══ Data to process
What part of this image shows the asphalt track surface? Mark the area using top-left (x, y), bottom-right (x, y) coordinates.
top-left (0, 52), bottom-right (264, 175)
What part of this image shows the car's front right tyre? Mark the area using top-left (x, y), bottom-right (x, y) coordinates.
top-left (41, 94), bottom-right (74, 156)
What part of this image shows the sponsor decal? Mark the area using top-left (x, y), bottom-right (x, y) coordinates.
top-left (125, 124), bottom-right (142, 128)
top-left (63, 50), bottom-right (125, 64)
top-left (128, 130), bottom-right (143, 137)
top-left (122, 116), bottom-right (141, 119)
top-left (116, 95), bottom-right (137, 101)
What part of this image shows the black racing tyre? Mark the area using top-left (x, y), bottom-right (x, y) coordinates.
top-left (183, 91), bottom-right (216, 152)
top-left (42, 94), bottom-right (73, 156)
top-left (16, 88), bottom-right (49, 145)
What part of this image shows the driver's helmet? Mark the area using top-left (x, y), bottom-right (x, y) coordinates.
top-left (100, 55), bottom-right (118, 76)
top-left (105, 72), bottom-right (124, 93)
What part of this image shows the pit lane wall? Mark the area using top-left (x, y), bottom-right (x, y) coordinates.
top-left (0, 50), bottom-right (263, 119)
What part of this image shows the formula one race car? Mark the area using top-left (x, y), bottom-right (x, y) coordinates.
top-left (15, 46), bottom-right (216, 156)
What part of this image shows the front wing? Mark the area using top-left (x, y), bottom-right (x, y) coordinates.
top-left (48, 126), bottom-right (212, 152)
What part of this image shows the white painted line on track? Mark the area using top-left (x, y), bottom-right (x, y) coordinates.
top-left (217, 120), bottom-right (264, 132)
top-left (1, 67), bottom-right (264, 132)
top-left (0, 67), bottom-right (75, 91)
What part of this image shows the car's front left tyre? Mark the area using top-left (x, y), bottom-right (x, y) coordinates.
════
[Assignment]: I would like you to return every entry exactly, with nothing changed.

[Your solution]:
What part of this image shows the asphalt track surface? Mark the area using top-left (x, y), bottom-right (x, y) coordinates.
top-left (0, 52), bottom-right (264, 175)
What part of this image shows the car's front right tyre? Mark the area using top-left (x, y), bottom-right (x, y) coordinates.
top-left (41, 94), bottom-right (74, 156)
What part of this image shows the sponsor decal? Mark the area using top-left (x, y), bottom-right (x, y) coordinates.
top-left (125, 124), bottom-right (142, 128)
top-left (63, 50), bottom-right (125, 64)
top-left (128, 130), bottom-right (143, 137)
top-left (122, 116), bottom-right (141, 119)
top-left (116, 95), bottom-right (137, 101)
What part of this image shows the black racing tyre? Mark the area using top-left (x, y), bottom-right (x, y) coordinates.
top-left (183, 91), bottom-right (216, 152)
top-left (42, 94), bottom-right (73, 156)
top-left (16, 88), bottom-right (49, 145)
What part of this image shows the driver's helmet? Mark the area using top-left (x, y), bottom-right (x, y) coordinates.
top-left (100, 55), bottom-right (118, 76)
top-left (105, 72), bottom-right (124, 93)
What part of this image shows the pit lane wall? Mark the area using top-left (x, y), bottom-right (x, y) coordinates.
top-left (0, 50), bottom-right (263, 119)
What part of this image shows the formula one race car? Mark the area using top-left (x, y), bottom-right (x, y) coordinates.
top-left (15, 46), bottom-right (216, 156)
What part of this image shows the front wing? Mark the area using top-left (x, y), bottom-right (x, y) coordinates.
top-left (48, 126), bottom-right (212, 152)
What part of this image shows the white painted line on track? Mark the area using top-left (x, y), bottom-right (x, y) coordinates.
top-left (217, 120), bottom-right (264, 132)
top-left (1, 67), bottom-right (264, 132)
top-left (0, 67), bottom-right (75, 91)
What part of this image shows the car's front left tyre? Mark the area using top-left (x, y), bottom-right (x, y) coordinates.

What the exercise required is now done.